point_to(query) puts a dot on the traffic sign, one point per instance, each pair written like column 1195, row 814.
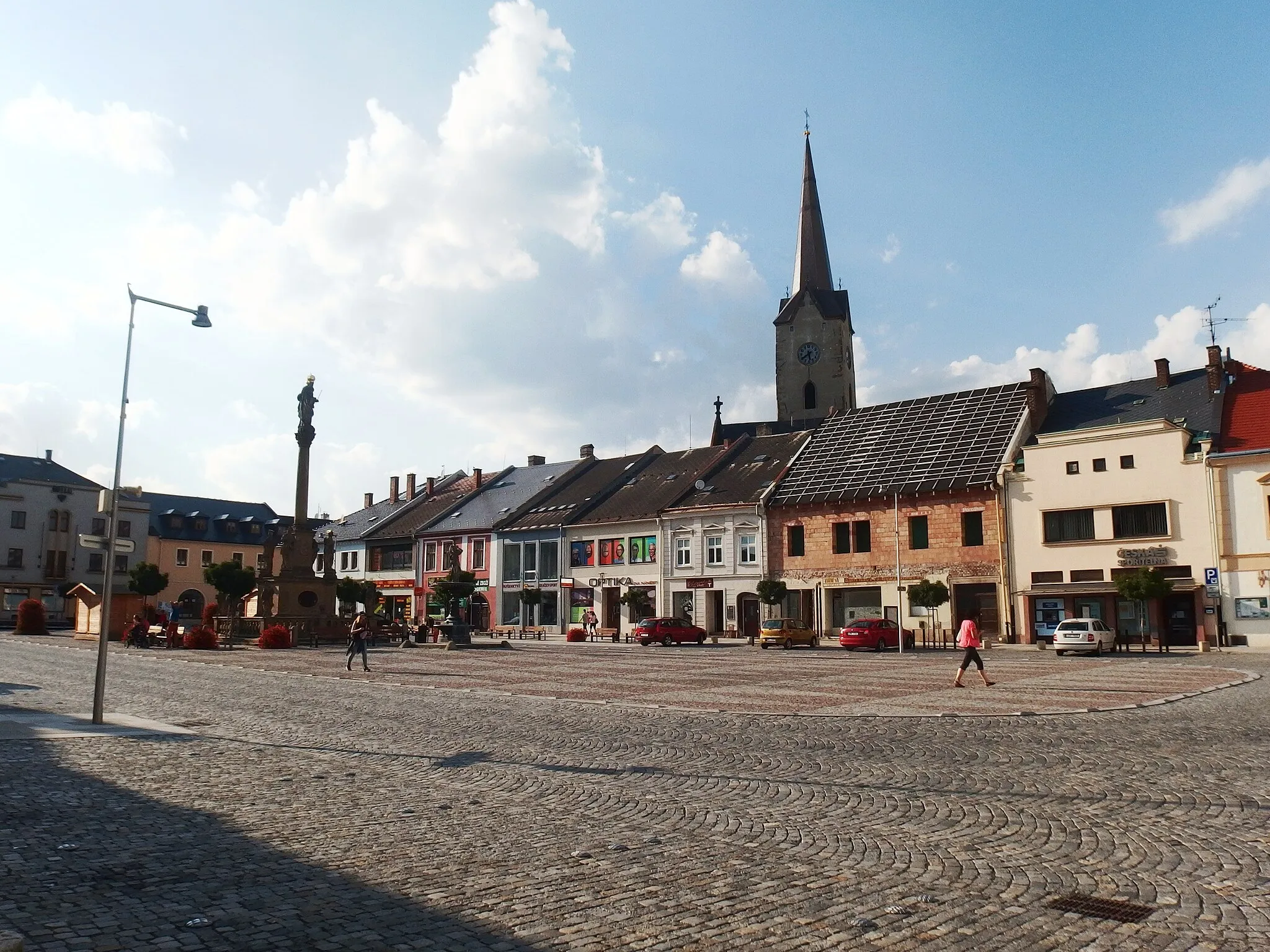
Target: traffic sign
column 121, row 545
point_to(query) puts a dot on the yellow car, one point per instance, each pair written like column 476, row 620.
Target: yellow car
column 786, row 632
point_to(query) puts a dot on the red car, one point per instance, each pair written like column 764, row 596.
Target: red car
column 668, row 631
column 878, row 633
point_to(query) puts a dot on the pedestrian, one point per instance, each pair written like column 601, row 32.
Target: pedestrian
column 968, row 639
column 357, row 641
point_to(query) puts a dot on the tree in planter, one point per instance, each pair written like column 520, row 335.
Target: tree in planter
column 930, row 596
column 233, row 583
column 771, row 592
column 146, row 580
column 528, row 597
column 1141, row 588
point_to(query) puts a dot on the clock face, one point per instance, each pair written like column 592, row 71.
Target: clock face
column 809, row 353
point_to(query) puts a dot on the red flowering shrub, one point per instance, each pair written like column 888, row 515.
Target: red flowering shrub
column 275, row 637
column 201, row 639
column 32, row 619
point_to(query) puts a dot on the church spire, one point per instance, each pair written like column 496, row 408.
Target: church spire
column 812, row 255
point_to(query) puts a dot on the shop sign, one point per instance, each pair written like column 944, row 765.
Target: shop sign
column 1156, row 555
column 605, row 582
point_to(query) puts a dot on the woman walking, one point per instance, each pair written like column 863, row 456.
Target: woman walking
column 357, row 641
column 968, row 639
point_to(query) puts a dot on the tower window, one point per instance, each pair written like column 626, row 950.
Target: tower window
column 809, row 397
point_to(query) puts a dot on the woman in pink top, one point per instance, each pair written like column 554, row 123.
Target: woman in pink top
column 968, row 639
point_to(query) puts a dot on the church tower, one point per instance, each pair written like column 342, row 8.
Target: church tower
column 814, row 361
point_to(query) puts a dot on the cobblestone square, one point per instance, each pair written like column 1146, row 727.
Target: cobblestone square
column 313, row 809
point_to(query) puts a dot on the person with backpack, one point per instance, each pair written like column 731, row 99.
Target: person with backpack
column 968, row 640
column 357, row 641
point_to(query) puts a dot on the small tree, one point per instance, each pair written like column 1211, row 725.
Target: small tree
column 930, row 596
column 233, row 583
column 1141, row 588
column 771, row 592
column 146, row 580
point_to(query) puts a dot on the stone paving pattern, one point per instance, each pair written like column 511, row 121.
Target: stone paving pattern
column 347, row 814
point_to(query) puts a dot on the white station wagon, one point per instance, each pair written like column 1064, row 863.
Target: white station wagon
column 1082, row 635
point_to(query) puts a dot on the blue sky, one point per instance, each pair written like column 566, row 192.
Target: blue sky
column 572, row 224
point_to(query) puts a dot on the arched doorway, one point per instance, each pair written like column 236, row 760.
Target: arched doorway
column 191, row 603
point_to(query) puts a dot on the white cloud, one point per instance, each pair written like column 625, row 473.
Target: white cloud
column 665, row 221
column 1235, row 192
column 721, row 260
column 131, row 140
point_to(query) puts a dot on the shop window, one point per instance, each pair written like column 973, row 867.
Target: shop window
column 918, row 532
column 1140, row 521
column 582, row 553
column 972, row 528
column 841, row 537
column 613, row 551
column 682, row 552
column 861, row 534
column 1068, row 524
column 549, row 562
column 794, row 546
column 642, row 550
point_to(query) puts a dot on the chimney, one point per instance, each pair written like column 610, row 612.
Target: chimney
column 1038, row 398
column 1214, row 368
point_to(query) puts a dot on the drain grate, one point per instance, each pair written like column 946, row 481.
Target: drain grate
column 1101, row 908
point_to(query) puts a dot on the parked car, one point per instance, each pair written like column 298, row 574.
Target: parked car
column 786, row 632
column 668, row 631
column 878, row 633
column 1082, row 635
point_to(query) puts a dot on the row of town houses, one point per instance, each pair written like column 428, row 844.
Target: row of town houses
column 1026, row 503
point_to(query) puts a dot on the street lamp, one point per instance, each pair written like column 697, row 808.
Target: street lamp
column 112, row 532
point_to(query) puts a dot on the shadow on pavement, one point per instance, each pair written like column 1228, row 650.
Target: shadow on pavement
column 86, row 860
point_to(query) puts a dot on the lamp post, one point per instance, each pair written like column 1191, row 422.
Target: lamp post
column 112, row 531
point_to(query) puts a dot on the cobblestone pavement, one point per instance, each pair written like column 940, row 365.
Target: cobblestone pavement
column 340, row 814
column 747, row 679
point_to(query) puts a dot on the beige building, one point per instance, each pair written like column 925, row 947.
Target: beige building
column 1117, row 480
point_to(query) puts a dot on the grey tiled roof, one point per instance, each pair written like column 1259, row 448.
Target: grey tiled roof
column 1185, row 402
column 946, row 442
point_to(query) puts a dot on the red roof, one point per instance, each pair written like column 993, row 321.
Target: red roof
column 1246, row 413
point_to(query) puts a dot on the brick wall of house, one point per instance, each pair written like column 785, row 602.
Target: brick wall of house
column 946, row 555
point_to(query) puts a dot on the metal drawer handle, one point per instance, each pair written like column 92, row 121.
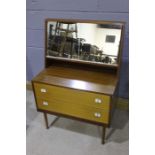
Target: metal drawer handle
column 45, row 103
column 43, row 90
column 97, row 114
column 98, row 100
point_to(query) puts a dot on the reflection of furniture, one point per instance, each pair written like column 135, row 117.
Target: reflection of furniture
column 78, row 90
column 65, row 27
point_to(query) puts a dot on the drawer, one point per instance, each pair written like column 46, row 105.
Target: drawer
column 71, row 96
column 76, row 110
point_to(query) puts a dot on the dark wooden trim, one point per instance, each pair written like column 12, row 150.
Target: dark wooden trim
column 83, row 62
column 86, row 21
column 72, row 117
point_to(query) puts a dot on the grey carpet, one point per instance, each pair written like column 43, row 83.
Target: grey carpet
column 70, row 137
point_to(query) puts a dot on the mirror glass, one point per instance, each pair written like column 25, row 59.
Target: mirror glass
column 91, row 42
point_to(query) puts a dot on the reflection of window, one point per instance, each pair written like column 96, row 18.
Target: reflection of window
column 110, row 38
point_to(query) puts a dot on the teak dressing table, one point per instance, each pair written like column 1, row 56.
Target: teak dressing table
column 80, row 79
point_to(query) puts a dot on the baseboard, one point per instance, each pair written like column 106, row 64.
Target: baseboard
column 122, row 103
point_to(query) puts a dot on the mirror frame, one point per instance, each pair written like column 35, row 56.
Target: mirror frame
column 114, row 23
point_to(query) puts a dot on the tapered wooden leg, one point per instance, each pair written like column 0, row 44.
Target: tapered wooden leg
column 46, row 120
column 103, row 135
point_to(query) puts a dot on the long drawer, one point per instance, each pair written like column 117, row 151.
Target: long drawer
column 71, row 96
column 76, row 110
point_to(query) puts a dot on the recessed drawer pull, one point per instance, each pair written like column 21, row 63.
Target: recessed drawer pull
column 97, row 100
column 97, row 114
column 43, row 90
column 45, row 103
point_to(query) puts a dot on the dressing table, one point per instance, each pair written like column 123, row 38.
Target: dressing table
column 81, row 75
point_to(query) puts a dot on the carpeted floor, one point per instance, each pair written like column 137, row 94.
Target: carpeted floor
column 70, row 137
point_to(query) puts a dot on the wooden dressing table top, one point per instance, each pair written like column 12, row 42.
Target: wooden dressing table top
column 91, row 81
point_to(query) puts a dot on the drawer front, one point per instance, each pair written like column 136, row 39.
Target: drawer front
column 76, row 110
column 71, row 96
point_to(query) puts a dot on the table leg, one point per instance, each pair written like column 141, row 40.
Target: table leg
column 46, row 120
column 103, row 135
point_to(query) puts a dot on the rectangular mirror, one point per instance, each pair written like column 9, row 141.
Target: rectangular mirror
column 93, row 42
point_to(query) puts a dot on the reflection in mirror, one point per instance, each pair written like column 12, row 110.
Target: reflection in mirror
column 90, row 42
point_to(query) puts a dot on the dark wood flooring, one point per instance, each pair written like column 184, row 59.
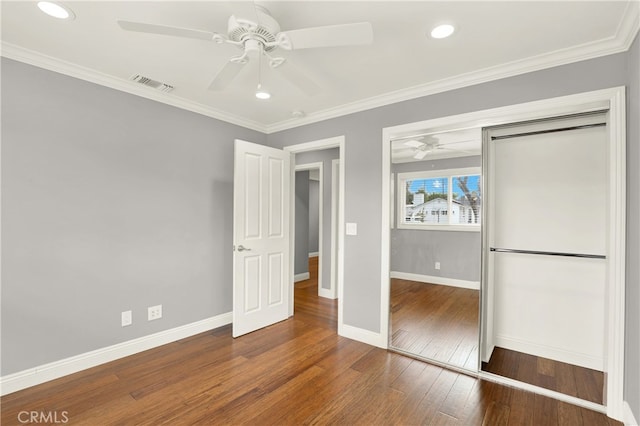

To be done => Format the whole listing above as a numbered list, leaving out the pictures and any blank lines.

Solution below =>
1. point_to(query) puts a dot on the traffic sign, one point per instance, each pair written like column 1195, row 814.
2. Target: traffic sign
3. column 121, row 545
4. point_to(query) puts a dot on the yellow car, one point per instance, each pair written like column 476, row 620.
5. Target: yellow car
6. column 786, row 632
7. point_to(query) puts a dot on the red car, one point per instance, each pair written like column 764, row 596.
8. Target: red car
9. column 668, row 631
10. column 878, row 633
11. point_to(query) puts a dot on the pedestrian, one point per instance, each pair written like column 601, row 32.
12. Target: pedestrian
13. column 968, row 639
14. column 357, row 641
15. point_to(query) puts a dot on the tree in planter, one point per instance, each pair written like column 520, row 335.
16. Target: tree in planter
17. column 930, row 596
18. column 233, row 583
19. column 771, row 592
20. column 146, row 580
21. column 528, row 597
22. column 1141, row 588
23. point_to(query) puts a dot on the clock face, one point per instance, each pair written like column 592, row 71.
24. Target: clock face
25. column 809, row 353
26. point_to(query) puts a dot on the red flowering shrub, one point per instance, each pair written like column 888, row 515.
27. Target: red flowering shrub
28. column 275, row 637
29. column 201, row 639
30. column 32, row 619
31. point_to(query) puts a dot on the church spire, one point per instance, each pair written like column 496, row 408.
32. Target: church spire
33. column 812, row 255
34. point_to(query) puts a dot on the shop sign, one point per instance, each pair written like column 944, row 765.
35. Target: shop sign
36. column 1156, row 555
37. column 605, row 582
38. point_to(query) puts a dot on the woman walking, one point per instance, each pair written like column 863, row 456.
39. Target: woman walking
40. column 357, row 641
41. column 968, row 639
42. point_to(query) puts a dot on the tower window, one point per instance, each pair written like column 626, row 950.
43. Target: tower window
44. column 809, row 397
45. point_to(query) puts a dot on the woman in pink top, one point per instance, each pair written like column 554, row 123.
46. Target: woman in pink top
47. column 968, row 639
48. point_to(query) puts a dot on the church tower, one point per instance, each pair written like column 342, row 8.
49. Target: church tower
50. column 814, row 361
51. point_to(query) puts a dot on the cobblestone square, one point per instance, each pair written like column 1146, row 727.
52. Target: cobblestone square
53. column 313, row 809
54. point_to(query) puts a dot on the person with backpack, one point per instance, each pair written like column 731, row 99.
55. Target: person with backpack
56. column 968, row 640
57. column 357, row 641
58. point_to(query) puts a dot on the small tree, one point per instance, each pair written like column 1211, row 725.
59. Target: small tree
60. column 930, row 596
61. column 233, row 583
62. column 1141, row 588
63. column 771, row 592
64. column 146, row 580
65. point_to(query) puts a dot on the stone paving pattern, one point per instance, each pair written like column 511, row 121.
66. Target: stone paving pattern
67. column 347, row 814
68. point_to(query) puts a dot on the white station wagon, one point per instance, each pair written like column 1064, row 863.
69. Target: white station wagon
70. column 1082, row 635
71. point_to(query) puts a dot on the blue sky, one point per instance, each pair written like column 566, row 192.
72. Target: blue sky
73. column 572, row 224
74. point_to(query) puts a dot on the arched doorway, one point per instance, each pair written like column 236, row 760.
75. Target: arched doorway
76. column 191, row 603
77. point_to(query) puts a dot on the white cloud, one point per instance, each pair written like column 625, row 473.
78. Target: white cloud
79. column 665, row 221
80. column 1235, row 192
81. column 721, row 260
82. column 131, row 140
83. point_to(query) puts a dot on the shop window, one point per instance, each pair written like column 973, row 867.
84. Target: shop window
85. column 918, row 532
86. column 1140, row 521
87. column 582, row 553
88. column 972, row 528
89. column 841, row 537
90. column 613, row 551
91. column 682, row 552
92. column 861, row 534
93. column 1068, row 524
94. column 549, row 562
95. column 794, row 546
96. column 642, row 550
97. point_to(query) puts a dot on the chimney, one point per instance, each pair written like column 610, row 612.
98. Target: chimney
99. column 1038, row 398
100. column 1214, row 368
101. point_to(query) puts a dot on the drain grate, one point per instance, each pair written like column 946, row 481.
102. Target: drain grate
103. column 1101, row 908
104. point_to(query) puts a dot on the parked car, one point per instance, each pair written like column 298, row 574.
105. Target: parked car
106. column 786, row 632
107. column 668, row 631
108. column 878, row 633
109. column 1082, row 635
110. point_to(query) puts a dot on the row of town houses, one point per instance, each pair written like column 428, row 844.
111. Target: row of town houses
112. column 1026, row 503
113. point_to(query) puts a dot on the street lamp, one point per instance, each pair written like column 697, row 808.
114. Target: street lamp
115. column 112, row 532
116. point_to(query) puts a dot on the shadow on pavement, one point per instance, each pair written like column 1228, row 650.
117. Target: shadow on pavement
118. column 86, row 860
119. point_to(query) puts a dot on the lamp post, one point per instance, each pair written like column 1191, row 422.
120. Target: lamp post
121. column 112, row 531
122. point_to(query) puts a dot on the cobblestone pavement, one point per instance, each pair written like column 940, row 365.
123. Target: cobblestone pavement
124. column 340, row 814
125. column 747, row 679
126. point_to(query) puts a dot on the beige building, one point per instance, each pair written like column 925, row 947.
127. Target: beige building
128. column 1117, row 480
129. point_to(query) puts a dot on the grey tiled roof, one point per instance, each pair written like column 1259, row 448.
130. Target: grey tiled roof
131. column 1185, row 402
132. column 946, row 442
133. point_to(query) puts a dot on the red roof, one point per instance, each pair written like column 993, row 321.
134. Target: red roof
135. column 1246, row 413
136. point_to(query) puts a dot on the brick wall of house, one point per instance, each pair written like column 785, row 602.
137. Target: brick wall of house
138. column 946, row 555
139. point_to(query) puts a dot on the metal drawer handle, one point per instance, each pair written like column 92, row 121.
140. Target: metal drawer handle
141. column 45, row 103
142. column 43, row 90
143. column 97, row 114
144. column 98, row 100
145. point_to(query) puts a dot on the reflection of furniture, one point per instance, each pair written like column 135, row 117.
146. Target: reflection of furniture
147. column 78, row 90
148. column 65, row 27
149. point_to(query) puts a dot on the drawer, one point per instance, each pair written like column 46, row 105.
150. Target: drawer
151. column 71, row 96
152. column 76, row 110
153. point_to(query) puts a dot on the dark wooden trim, one point per instance, each pair written like column 12, row 150.
154. Target: dark wooden trim
155. column 83, row 62
156. column 86, row 21
157. column 72, row 117
158. point_to(query) puts a dot on the grey carpet, one point per instance, each pair written like column 43, row 83.
159. Target: grey carpet
160. column 70, row 137
161. point_to(query) puts a dot on the mirror glass, one point per instance, each pair written like column 25, row 59.
162. Target: mirror glass
163. column 91, row 42
164. point_to(query) puts a dot on the reflection of window, one point per instance, each pair written like column 96, row 18.
165. Target: reflection of window
166. column 110, row 38
167. point_to(query) puts a dot on the teak dressing table, one point per instance, each pair written like column 1, row 56.
168. Target: teak dressing table
169. column 80, row 79
170. point_to(query) puts a dot on the baseboard, one point per instance, each pair written like column 106, row 64.
171. Target: baseboard
172. column 122, row 103
173. point_to(query) puts a dot on the mirror frame, one point per instance, each pair written like column 35, row 56.
174. Target: mirror frame
175. column 114, row 23
176. point_to(query) puts a dot on the tapered wooden leg, one point per instance, each pair written like column 0, row 44.
177. Target: tapered wooden leg
178. column 46, row 120
179. column 103, row 135
180. point_to(query) puts a dot on the long drawer, one point per instance, each pair written like column 117, row 151.
181. Target: long drawer
182. column 71, row 96
183. column 76, row 110
184. point_to(query) puts a dot on the recessed drawer pull, one point per instance, each pair written like column 21, row 63.
185. Target: recessed drawer pull
186. column 97, row 100
187. column 97, row 114
188. column 43, row 90
189. column 45, row 103
190. point_to(query) puts a dot on the dressing table, one point per instance, each pair written like column 123, row 38.
191. Target: dressing table
192. column 81, row 75
193. point_to(query) puts a dot on the carpeted floor, one point per instance, each pair written like column 137, row 94.
194. Target: carpeted floor
195. column 70, row 137
196. point_to(query) puts a dot on the wooden dressing table top, one point per instance, each pair written like column 12, row 42.
197. Target: wooden dressing table top
198. column 91, row 81
199. point_to(query) puts a dot on the drawer front, one point per instance, each pair written like column 136, row 39.
200. Target: drawer front
201. column 76, row 110
202. column 71, row 96
203. point_to(query) puts a dot on the table leg, one point per instance, each pair written like column 141, row 40.
204. Target: table leg
205. column 46, row 120
206. column 103, row 135
207. point_to(query) puts a dot on the rectangular mirror, one point per instance, each pair written like column 9, row 141.
208. Target: rectangular mirror
209. column 93, row 42
210. point_to(query) puts a dot on the reflection in mirror, one point per instance, each pair written like column 12, row 110.
211. Target: reflection in mirror
212. column 90, row 42
213. point_to(query) puts a dot on the dark wood flooring, one point per instance, each pair written like column 184, row 59.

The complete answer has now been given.